**Written exercise:** Please rewrite the entire listing below, changing every "marker" to "dot" and leaving everything else as it is. Omit the pictures from your answer.

**Dataset:**
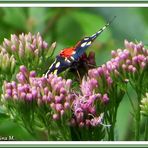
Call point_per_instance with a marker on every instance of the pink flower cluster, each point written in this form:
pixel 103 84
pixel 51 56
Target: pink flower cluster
pixel 53 91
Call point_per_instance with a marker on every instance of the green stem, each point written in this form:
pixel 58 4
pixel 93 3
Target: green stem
pixel 137 117
pixel 137 130
pixel 146 130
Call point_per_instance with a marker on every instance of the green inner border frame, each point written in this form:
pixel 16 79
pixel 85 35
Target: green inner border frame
pixel 42 144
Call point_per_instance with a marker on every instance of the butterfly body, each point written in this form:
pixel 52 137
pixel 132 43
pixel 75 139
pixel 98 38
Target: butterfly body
pixel 68 56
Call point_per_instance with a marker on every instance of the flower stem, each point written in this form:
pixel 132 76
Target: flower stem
pixel 146 130
pixel 137 117
pixel 137 130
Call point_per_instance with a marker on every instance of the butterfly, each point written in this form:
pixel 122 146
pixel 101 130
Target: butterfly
pixel 68 56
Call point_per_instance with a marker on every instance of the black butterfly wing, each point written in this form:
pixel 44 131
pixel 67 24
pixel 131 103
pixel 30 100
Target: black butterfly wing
pixel 59 65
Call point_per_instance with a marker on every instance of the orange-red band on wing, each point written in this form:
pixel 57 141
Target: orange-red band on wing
pixel 67 52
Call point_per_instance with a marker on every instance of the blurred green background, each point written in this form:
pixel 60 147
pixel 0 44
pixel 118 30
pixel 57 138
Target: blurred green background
pixel 66 26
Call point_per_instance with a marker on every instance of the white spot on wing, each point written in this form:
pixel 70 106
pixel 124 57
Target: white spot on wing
pixel 93 35
pixel 72 58
pixel 83 44
pixel 55 71
pixel 103 27
pixel 67 60
pixel 85 39
pixel 57 65
pixel 89 43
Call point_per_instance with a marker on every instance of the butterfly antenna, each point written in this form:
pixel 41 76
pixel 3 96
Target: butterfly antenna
pixel 102 29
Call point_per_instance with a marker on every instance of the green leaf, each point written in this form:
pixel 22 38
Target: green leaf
pixel 15 17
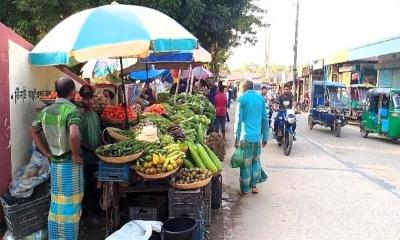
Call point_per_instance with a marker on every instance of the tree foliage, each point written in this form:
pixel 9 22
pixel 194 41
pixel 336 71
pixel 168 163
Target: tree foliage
pixel 218 24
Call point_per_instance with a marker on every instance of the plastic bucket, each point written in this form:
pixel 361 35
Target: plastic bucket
pixel 178 229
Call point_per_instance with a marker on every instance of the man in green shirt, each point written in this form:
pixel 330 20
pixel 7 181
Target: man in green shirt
pixel 60 125
pixel 90 132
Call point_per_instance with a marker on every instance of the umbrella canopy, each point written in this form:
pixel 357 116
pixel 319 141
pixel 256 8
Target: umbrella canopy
pixel 102 67
pixel 108 31
pixel 199 73
pixel 150 74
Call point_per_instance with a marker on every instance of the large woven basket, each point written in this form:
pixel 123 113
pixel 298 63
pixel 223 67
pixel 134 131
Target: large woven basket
pixel 124 159
pixel 114 134
pixel 191 186
pixel 117 121
pixel 157 176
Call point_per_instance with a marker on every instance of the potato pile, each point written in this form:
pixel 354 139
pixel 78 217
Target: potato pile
pixel 187 176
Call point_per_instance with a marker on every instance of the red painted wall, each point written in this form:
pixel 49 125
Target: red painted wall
pixel 7 34
pixel 5 151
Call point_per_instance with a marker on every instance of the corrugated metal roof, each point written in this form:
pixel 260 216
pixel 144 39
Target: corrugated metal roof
pixel 383 47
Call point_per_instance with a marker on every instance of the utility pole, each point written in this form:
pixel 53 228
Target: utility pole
pixel 267 49
pixel 295 51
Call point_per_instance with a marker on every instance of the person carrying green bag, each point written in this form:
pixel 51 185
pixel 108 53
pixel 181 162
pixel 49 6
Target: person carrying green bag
pixel 251 131
pixel 237 158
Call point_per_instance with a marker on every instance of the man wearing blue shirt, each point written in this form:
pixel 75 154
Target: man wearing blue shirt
pixel 251 131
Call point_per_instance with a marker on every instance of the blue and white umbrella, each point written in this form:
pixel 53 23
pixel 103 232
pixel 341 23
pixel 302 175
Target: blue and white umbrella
pixel 111 31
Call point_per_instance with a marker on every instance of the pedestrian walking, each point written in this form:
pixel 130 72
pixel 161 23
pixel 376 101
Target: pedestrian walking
pixel 60 124
pixel 220 110
pixel 229 99
pixel 251 131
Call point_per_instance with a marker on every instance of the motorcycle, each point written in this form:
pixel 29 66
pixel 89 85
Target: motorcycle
pixel 302 106
pixel 283 132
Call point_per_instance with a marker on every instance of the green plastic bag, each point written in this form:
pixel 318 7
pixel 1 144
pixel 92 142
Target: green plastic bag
pixel 237 158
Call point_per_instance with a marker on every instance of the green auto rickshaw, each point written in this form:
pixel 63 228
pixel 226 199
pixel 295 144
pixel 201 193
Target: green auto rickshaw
pixel 358 94
pixel 382 114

**Completed task:**
Call point_per_instance with a dot on every instance of the pink flower cluster, each point written in this form:
pixel 103 84
pixel 51 56
Target: pink flower cluster
pixel 53 91
Call point_per_instance with a dot on every instance of the green stem, each point written in this form:
pixel 58 4
pixel 93 3
Target: green stem
pixel 137 117
pixel 137 130
pixel 146 130
Call point_per_instance with a dot on every instance of the green inner border frame, each point written in this form:
pixel 16 79
pixel 85 35
Target: green inner border frame
pixel 42 144
Call point_per_instance with a dot on every instance of the butterfly body, each point written in this form:
pixel 52 137
pixel 132 43
pixel 75 139
pixel 98 38
Target: butterfly body
pixel 68 56
Call point_per_instance with a dot on every instance of the flower stem, each point written in this form:
pixel 132 76
Target: flower stem
pixel 146 130
pixel 137 117
pixel 137 130
Call point_per_instance with a dot on every instance of the butterfly, each point written in this form:
pixel 122 146
pixel 101 130
Target: butterfly
pixel 68 56
Call point_per_instance with a dot on every instance of the black butterfly wing, each point written in this form:
pixel 44 131
pixel 67 24
pixel 131 103
pixel 30 100
Target: black butterfly wing
pixel 59 65
Call point_per_instance with a dot on every instance of the orange-red band on wing, each point written in this form:
pixel 57 141
Target: orange-red band on wing
pixel 67 52
Call point_per_instance with a dot on every instance of the blurred green background, each point written in this form:
pixel 60 147
pixel 0 44
pixel 118 30
pixel 57 138
Target: blurred green background
pixel 66 26
Call point_per_instance with a dot on every instance of the white spot on wing, each point written in this form:
pixel 70 106
pixel 124 57
Target: white spot on wing
pixel 93 35
pixel 72 58
pixel 83 44
pixel 55 71
pixel 103 27
pixel 67 60
pixel 85 39
pixel 57 65
pixel 89 43
Call point_per_instance with a dot on every instance of the butterfly antenna, each point written in this form:
pixel 41 76
pixel 3 96
Target: butterfly antenna
pixel 102 29
Call point_per_instance with a dot on every instance of the green leaf, each point written in this form:
pixel 22 38
Target: green leaf
pixel 15 17
Call point_per_instance with a dot on every instance of the tree foliage, each point written in this form:
pixel 9 22
pixel 194 41
pixel 336 71
pixel 168 163
Target: tree foliage
pixel 218 24
Call point_per_instance with a dot on every instance of the plastic bucket, each point written in this form:
pixel 361 35
Target: plastic bucket
pixel 178 229
Call point_per_instance with a dot on every instance of the man in green shirt, each point written in this form:
pixel 330 20
pixel 7 181
Target: man in green shirt
pixel 60 125
pixel 90 132
Call point_per_instance with a dot on every instance of the umbrella canopy, each point written in this form:
pixel 357 116
pixel 319 141
pixel 256 8
Target: umbrella canopy
pixel 102 67
pixel 108 31
pixel 199 73
pixel 150 74
Call point_per_instance with a dot on every instance of the large woven basket, each point written in this form:
pixel 123 113
pixel 298 63
pixel 223 67
pixel 134 131
Target: large woven basket
pixel 124 159
pixel 114 134
pixel 191 186
pixel 117 121
pixel 157 176
Call point_per_instance with a dot on every instance of the potato pile, each point written in this form:
pixel 354 139
pixel 78 217
Target: potato pile
pixel 187 176
Call point_per_instance with a dot on every instance of the red painted wall, each point written in this form:
pixel 49 125
Target: red painted wall
pixel 7 34
pixel 5 151
Call point_per_instance with a dot on every instance of the corrugated metal roof, each point written in this form:
pixel 260 216
pixel 144 39
Target: corrugated metal roof
pixel 383 47
Call point_per_instance with a dot on every instance of the utility pole, each point written in this form:
pixel 53 228
Target: utility pole
pixel 267 49
pixel 295 51
Call point_per_instance with a dot on every instance of the person carrying green bag, each point written in this form:
pixel 51 185
pixel 108 53
pixel 181 162
pixel 49 6
Target: person carrying green bag
pixel 251 131
pixel 237 158
Call point_per_instance with a dot on every instance of the man wearing blue shirt, each point written in this form:
pixel 75 154
Target: man wearing blue shirt
pixel 251 131
Call point_per_instance with a dot on every instance of the blue and white umbrella, each point written in this form:
pixel 53 23
pixel 103 232
pixel 341 23
pixel 302 175
Target: blue and white umbrella
pixel 111 31
Call point_per_instance with a dot on every instance of the pedestrian walking, each point written in this form:
pixel 130 72
pixel 161 23
pixel 376 101
Target: pedestrian walking
pixel 60 124
pixel 220 110
pixel 229 99
pixel 251 131
Call point_per_instance with a dot on every instance of the motorcycle, each point written in this form:
pixel 29 66
pixel 89 85
Target: motorcycle
pixel 302 106
pixel 283 132
Call point_per_instance with a dot on every instance of the green plastic bag, each point written in this form:
pixel 318 7
pixel 1 144
pixel 92 142
Target: green plastic bag
pixel 237 158
Call point_per_instance with a dot on every instance of the green auto rickshaw, each point written in this form:
pixel 63 228
pixel 226 199
pixel 295 144
pixel 201 193
Target: green auto rickshaw
pixel 358 94
pixel 382 114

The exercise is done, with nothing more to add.